- _GOAL_:
Reproduce every one of the records below verbatim, but leave out the pictures.

___ SUPPLIED MATERIAL ___

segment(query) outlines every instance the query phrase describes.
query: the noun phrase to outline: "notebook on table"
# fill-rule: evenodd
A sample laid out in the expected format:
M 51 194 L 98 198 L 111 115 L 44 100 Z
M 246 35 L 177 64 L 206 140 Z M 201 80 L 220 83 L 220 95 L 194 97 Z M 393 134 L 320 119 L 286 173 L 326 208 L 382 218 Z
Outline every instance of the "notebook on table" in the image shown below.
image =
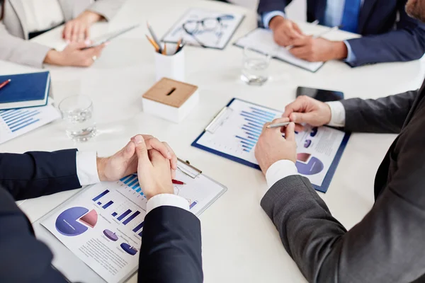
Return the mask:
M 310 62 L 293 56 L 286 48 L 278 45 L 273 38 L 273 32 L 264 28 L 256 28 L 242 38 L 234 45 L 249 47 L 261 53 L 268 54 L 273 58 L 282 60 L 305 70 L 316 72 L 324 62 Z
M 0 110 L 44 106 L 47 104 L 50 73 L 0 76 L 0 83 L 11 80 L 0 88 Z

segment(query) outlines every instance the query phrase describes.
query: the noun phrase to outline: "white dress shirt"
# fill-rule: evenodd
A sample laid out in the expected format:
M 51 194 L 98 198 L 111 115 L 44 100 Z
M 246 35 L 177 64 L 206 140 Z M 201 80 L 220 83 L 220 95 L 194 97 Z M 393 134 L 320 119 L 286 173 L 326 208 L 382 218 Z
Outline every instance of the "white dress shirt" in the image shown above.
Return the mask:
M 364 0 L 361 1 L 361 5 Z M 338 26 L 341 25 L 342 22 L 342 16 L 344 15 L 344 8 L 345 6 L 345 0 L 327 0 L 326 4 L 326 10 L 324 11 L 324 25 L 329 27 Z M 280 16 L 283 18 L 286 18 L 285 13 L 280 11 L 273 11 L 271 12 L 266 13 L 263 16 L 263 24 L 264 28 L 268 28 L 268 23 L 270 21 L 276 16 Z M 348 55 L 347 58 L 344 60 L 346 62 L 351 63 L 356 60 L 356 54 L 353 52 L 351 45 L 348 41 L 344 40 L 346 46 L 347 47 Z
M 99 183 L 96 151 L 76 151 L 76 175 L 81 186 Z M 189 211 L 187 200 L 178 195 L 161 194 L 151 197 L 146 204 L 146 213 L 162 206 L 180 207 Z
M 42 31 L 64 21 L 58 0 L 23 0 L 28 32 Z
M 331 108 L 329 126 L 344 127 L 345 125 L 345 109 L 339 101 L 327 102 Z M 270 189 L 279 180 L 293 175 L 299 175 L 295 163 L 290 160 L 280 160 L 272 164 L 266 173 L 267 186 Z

___

- _OUTPUT OF THE TASK_:
segment(query) outlines every instance the query phrase describes.
query: the noun phrase to outline: "notebook on table"
# fill-rule: evenodd
A sample laid out in the expected format:
M 51 194 L 98 198 L 111 115 L 44 100 Z
M 246 35 L 177 64 L 206 140 Z M 201 80 L 220 83 L 220 95 L 194 97 Z M 393 134 L 320 119 L 286 173 L 326 208 L 382 218 Z
Outline every instance of the "notebook on table" in the image shown below.
image =
Return the mask:
M 310 62 L 293 56 L 286 48 L 278 45 L 273 38 L 273 32 L 264 28 L 256 28 L 242 38 L 234 45 L 249 47 L 261 53 L 268 54 L 273 58 L 282 60 L 305 70 L 316 72 L 324 62 Z
M 0 110 L 44 106 L 47 104 L 50 73 L 0 76 L 0 83 L 11 80 L 0 88 Z

segment(query) outlines every instance the query phrase describes.
query: the noun phrase to outline: "white dress shirt"
# fill-rule: evenodd
A sample laid out in the expected format:
M 51 194 L 98 198 L 111 115 L 44 100 Z
M 246 35 L 177 64 L 206 140 Z M 201 80 L 220 83 L 220 95 L 194 97 Z M 393 134 L 320 119 L 286 173 L 326 208 L 382 218 Z
Outline every instance of the "white dress shirt" in the image shown above.
Return the mask:
M 364 0 L 361 1 L 361 5 Z M 338 26 L 341 25 L 342 22 L 342 16 L 344 15 L 344 8 L 345 6 L 345 0 L 327 0 L 326 4 L 326 10 L 324 11 L 324 25 L 329 27 Z M 280 16 L 283 18 L 286 18 L 285 13 L 280 11 L 273 11 L 271 12 L 266 13 L 263 16 L 263 24 L 264 28 L 268 28 L 268 23 L 270 21 L 276 16 Z M 348 55 L 347 58 L 344 60 L 346 62 L 351 63 L 356 60 L 356 54 L 353 52 L 351 45 L 348 41 L 344 40 L 346 46 L 347 47 Z
M 99 183 L 96 151 L 76 151 L 76 175 L 81 186 Z M 189 211 L 187 200 L 178 195 L 161 194 L 151 197 L 146 204 L 146 213 L 162 206 L 180 207 Z
M 42 31 L 64 21 L 58 0 L 23 0 L 28 32 Z
M 331 108 L 329 126 L 344 127 L 345 125 L 345 109 L 339 101 L 327 102 Z M 270 189 L 279 180 L 293 175 L 299 175 L 295 163 L 290 160 L 280 160 L 272 164 L 266 173 L 267 186 Z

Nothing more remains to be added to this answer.